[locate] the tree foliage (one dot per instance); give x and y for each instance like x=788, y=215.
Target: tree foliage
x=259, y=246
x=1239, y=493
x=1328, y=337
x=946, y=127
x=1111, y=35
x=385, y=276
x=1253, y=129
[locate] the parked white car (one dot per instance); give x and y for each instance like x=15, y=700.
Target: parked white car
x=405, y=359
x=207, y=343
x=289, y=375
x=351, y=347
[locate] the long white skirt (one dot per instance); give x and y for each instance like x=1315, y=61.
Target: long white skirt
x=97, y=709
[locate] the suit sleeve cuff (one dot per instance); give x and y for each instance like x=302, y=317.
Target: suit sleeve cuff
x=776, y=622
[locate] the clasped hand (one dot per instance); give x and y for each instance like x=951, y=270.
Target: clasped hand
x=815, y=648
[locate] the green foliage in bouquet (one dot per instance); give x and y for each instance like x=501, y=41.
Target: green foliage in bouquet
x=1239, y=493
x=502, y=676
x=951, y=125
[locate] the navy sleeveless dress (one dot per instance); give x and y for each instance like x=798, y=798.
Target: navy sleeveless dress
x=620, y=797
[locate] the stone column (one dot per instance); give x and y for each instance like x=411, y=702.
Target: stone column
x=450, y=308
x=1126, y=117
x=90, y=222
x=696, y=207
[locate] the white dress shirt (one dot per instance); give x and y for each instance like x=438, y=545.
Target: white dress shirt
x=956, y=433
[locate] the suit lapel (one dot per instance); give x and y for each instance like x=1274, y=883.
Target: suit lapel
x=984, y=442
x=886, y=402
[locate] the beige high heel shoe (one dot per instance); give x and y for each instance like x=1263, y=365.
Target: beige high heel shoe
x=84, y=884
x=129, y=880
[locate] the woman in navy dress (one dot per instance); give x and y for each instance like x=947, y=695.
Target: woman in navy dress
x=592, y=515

INSTRUCTIONS TO FOLLOW –
In the listing above, find the line containing "[locate] the green" and the line containing "[locate] the white", then repeat those two lines and everything between them exactly.

YOUR RESPONSE –
[locate] the green foliage in bouquet (one dot per instance); give x and y for each instance like x=501, y=41.
Target: green foliage in bouquet
x=1239, y=493
x=502, y=676
x=951, y=125
[locate] the navy sleeveless dress (one dot per instance); give x and y for each instance like x=798, y=798.
Target: navy sleeveless dress
x=620, y=797
[locate] the stone column (one dot per instance); give x and y for each instance like x=411, y=702.
Target: stone column
x=450, y=308
x=1126, y=117
x=90, y=222
x=696, y=207
[locate] the white dress shirt (one dot per instance); give x and y for each instance like x=438, y=545.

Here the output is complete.